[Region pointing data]
----------

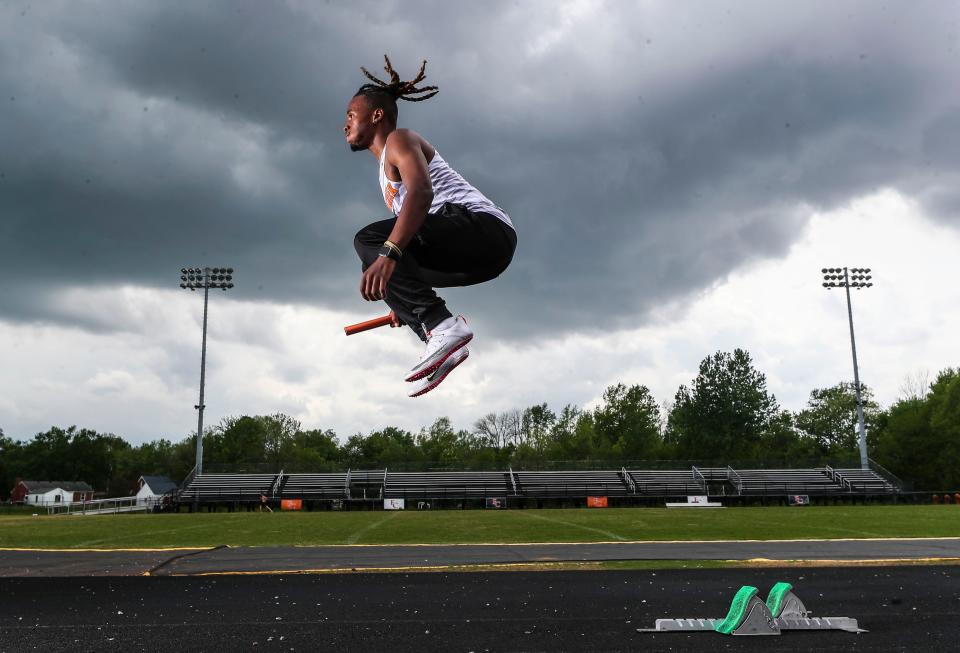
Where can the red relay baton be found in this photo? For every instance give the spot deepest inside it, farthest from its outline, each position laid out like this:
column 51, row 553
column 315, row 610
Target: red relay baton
column 366, row 326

----------

- PROBLEM STATEMENT -
Take the data above and set it down exactly, images excluded.

- EXERCISE OUTPUT -
Where can the red relay baton be found in this photo? For every instance give the spot deepest inside it, farthest from its outline, each position laid out like this:
column 51, row 553
column 315, row 610
Target: red relay baton
column 366, row 326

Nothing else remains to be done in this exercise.